Quote the entries that follow exactly, leaving none out.

* Record extracts:

/---

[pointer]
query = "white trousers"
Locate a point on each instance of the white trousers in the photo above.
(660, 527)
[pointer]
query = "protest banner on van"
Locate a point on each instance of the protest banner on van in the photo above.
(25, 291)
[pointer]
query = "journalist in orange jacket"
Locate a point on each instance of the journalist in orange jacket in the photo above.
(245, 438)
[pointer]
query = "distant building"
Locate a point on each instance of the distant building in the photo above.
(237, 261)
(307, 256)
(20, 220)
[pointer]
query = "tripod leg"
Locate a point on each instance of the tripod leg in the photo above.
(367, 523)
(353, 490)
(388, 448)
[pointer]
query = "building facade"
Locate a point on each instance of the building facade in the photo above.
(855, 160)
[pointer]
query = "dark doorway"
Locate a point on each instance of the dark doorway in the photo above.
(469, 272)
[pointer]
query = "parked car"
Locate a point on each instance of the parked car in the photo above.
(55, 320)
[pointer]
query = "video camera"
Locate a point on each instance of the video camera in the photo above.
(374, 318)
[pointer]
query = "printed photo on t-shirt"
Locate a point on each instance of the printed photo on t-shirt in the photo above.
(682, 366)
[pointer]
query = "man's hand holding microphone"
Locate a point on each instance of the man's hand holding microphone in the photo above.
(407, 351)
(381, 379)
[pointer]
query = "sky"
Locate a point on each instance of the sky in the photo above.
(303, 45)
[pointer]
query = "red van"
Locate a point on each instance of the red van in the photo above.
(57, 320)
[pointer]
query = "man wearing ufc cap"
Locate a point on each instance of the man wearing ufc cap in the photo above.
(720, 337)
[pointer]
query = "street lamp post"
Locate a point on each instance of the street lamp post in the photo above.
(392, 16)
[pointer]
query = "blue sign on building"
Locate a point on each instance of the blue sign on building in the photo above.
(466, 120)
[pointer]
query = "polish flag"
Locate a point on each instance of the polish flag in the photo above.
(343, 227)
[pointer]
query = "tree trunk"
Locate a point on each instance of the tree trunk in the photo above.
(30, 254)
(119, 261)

\---

* Final result:
[pointer]
query = "white trousers"
Locate a point on each instance of the white trousers in the photo above.
(660, 527)
[pointer]
query = "protest banner on van"
Locate a point on each instance of the protest banner on van in the photo above.
(25, 291)
[pointer]
query = "journalist in orange jacket"
Locate a point on each instance of the journalist in orange jacket in the photo above.
(245, 438)
[pointer]
query = "distant building"
Locate a point on each instance of the distant building in the photo above.
(237, 261)
(307, 256)
(20, 220)
[pointer]
query = "tripod leg"
Locate a point on each instance of the tripod leg in the photo above.
(367, 523)
(353, 490)
(388, 448)
[pointer]
query = "building facade"
Locate a point on each instance of the building facade in the photo above.
(855, 160)
[pointer]
query = "dark doorway"
Locate a point on each instance of the dark doorway in the photo above.
(469, 272)
[pointer]
query = "parked car"
Locate a point on each instance of the parked car in the photo above.
(55, 320)
[pointer]
query = "video camera"
Locate a point on each instance of the video camera in the photo above.
(374, 318)
[pointer]
query = "printed photo on t-shirt"
Locate a point on each instance of the printed photo on t-shirt in the photo above.
(682, 366)
[pointer]
query = "man's hand holding microphone"
Locate a point on each instance of the man's hand holding microphone in the photo above.
(407, 351)
(381, 379)
[pointer]
query = "sky"
Locate a point on each instance of the sky in the photo above.
(303, 45)
[pointer]
query = "red van"
Locate a point on each instance of the red van in the photo above.
(57, 320)
[pointer]
query = "man wearing ufc cap"
Locate a point on each instance of the man wearing ufc cap in the photo above.
(720, 337)
[pointer]
query = "street lamp post"
Locate a point on each instance of the street lamp post in the photo above.
(392, 16)
[pointer]
query = "blue sign on building"
Locate a point on each instance of the blue sign on building in the photo above.
(466, 120)
[pointer]
query = "polish flag"
Locate a point on each instance of the polish flag in the photo above.
(343, 227)
[pointer]
query = "tree trunk"
Locate a point on each instance of the tree trunk in the photo above.
(30, 254)
(119, 261)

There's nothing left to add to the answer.